### WHAT YOU ARE ASKED TO DO
Provide an exact reproduction of every entry.

Point-based annotation data
_ _ _

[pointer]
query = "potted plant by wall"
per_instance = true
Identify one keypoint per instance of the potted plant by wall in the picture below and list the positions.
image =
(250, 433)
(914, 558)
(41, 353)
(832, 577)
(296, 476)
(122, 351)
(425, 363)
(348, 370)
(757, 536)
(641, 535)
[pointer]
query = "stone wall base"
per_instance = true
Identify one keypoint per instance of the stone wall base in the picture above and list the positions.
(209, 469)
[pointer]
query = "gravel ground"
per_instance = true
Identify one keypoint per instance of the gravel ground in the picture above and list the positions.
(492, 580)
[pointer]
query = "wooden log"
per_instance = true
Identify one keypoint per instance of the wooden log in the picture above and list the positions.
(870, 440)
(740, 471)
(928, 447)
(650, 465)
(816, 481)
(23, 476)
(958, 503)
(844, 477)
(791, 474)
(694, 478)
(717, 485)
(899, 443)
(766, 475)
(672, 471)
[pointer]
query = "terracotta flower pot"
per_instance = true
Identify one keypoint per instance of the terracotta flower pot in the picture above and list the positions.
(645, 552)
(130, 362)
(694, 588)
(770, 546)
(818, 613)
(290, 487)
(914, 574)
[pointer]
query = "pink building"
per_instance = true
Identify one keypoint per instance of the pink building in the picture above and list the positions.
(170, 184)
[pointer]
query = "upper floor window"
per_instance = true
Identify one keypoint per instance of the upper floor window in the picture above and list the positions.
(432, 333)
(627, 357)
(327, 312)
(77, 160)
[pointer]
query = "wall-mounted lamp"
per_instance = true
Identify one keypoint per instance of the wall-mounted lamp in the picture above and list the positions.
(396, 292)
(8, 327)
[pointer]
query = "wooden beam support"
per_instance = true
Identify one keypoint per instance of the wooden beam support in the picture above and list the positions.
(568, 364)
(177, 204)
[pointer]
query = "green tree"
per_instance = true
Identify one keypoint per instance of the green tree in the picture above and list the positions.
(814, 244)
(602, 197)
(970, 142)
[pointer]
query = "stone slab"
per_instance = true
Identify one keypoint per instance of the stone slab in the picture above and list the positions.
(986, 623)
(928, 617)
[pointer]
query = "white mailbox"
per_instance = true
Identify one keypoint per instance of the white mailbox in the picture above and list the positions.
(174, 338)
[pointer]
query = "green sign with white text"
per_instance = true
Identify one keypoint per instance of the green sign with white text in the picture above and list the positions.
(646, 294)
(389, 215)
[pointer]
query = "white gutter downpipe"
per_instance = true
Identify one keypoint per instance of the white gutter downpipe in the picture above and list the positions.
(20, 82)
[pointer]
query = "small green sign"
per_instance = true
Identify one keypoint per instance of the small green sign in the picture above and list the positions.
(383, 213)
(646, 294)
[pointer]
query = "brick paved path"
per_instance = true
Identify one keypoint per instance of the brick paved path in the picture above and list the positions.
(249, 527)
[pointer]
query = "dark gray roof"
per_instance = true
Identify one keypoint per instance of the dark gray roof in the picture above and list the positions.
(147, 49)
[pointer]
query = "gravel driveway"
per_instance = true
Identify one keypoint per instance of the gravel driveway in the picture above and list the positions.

_ _ _

### RESPONSE TO THIS EXERCISE
[pointer]
query = "potted plant by wall"
per_instance = true
Identify one keypoint per instance of the potted plant by wall in the picture below and list the positions.
image =
(250, 433)
(914, 558)
(41, 353)
(832, 577)
(296, 476)
(122, 351)
(425, 363)
(348, 370)
(757, 536)
(641, 535)
[pointer]
query = "stone wall base"
per_instance = true
Identify one keypoint per instance of the stone wall base in the picture above and list the positions.
(209, 469)
[pointer]
query = "gravel ground"
per_instance = true
Identify one keypoint per instance of the gravel ground in the picture above and list the positions.
(492, 580)
[pointer]
query = "wooden log"
per_instance = true
Identify one keypoint per instance of the wooden log in the picture above and list the positions.
(870, 440)
(740, 471)
(928, 447)
(650, 465)
(816, 481)
(23, 476)
(958, 503)
(844, 477)
(791, 474)
(694, 478)
(717, 485)
(899, 443)
(766, 475)
(672, 471)
[pointer]
query = "terracotta flower pot"
per_instance = true
Identify one keypoint per instance of the terracotta flower pot in the picture above and list the positions.
(645, 552)
(130, 362)
(694, 588)
(770, 546)
(818, 613)
(290, 487)
(914, 574)
[pointer]
query = "pink building"
per_instance = true
Identify one keypoint per instance of the pink building in the picture above and list the positions.
(170, 184)
[pointer]
query = "upper floor window"
per_instance = true
Identify one keypoint per instance of the upper floor window in the picture above and list the positions.
(432, 333)
(627, 357)
(327, 312)
(77, 160)
[pointer]
query = "wall-mounted lamp"
per_instance = true
Identify one keypoint per instance of the wall-mounted lamp in the picture above and list the positions.
(396, 292)
(8, 327)
[pointer]
query = "wooden beam support"
per_instance = true
Identify one keypoint per instance of the wooden beam support in the picture above and list the positions.
(568, 364)
(177, 204)
[pointer]
query = "green tree"
per_instance = true
Identify one keypoint per instance of the green tree in the picture above and list the positions.
(814, 244)
(602, 197)
(970, 142)
[pointer]
query = "stone slab"
per_instance = true
Identify one keypoint per instance of the stone slab in the picture above and list the positions.
(986, 623)
(928, 617)
[pointer]
query = "white mailbox"
per_instance = true
Identify one keypoint per instance of the white mailbox in the picture above and list the positions.
(174, 338)
[pointer]
query = "green sign with white text"
per_instance = true
Identify one keypoint per instance of the green sign with white text in the picture above and list the positions.
(646, 294)
(389, 215)
[pointer]
query = "white gutter downpipe"
per_instance = true
Identify one keypoint per instance of the white gutter downpipe in the picture above and list the positions.
(20, 82)
[pointer]
query = "small green sign"
per_instance = true
Identify one keypoint per instance of the small green sign in the picture above and list the positions.
(383, 213)
(646, 294)
[pointer]
query = "brick paved path"
per_instance = true
Identify one keypoint per instance of the brick paved path in the picture above and list the positions.
(249, 527)
[pointer]
query = "dark gray roof"
per_instance = true
Identify one keypoint per instance of the dark gray roof in the picture above and list the positions.
(147, 49)
[pointer]
query = "gravel driveway"
per_instance = true
Identify one keypoint per instance of the gravel driveway in the picture above and list the positions.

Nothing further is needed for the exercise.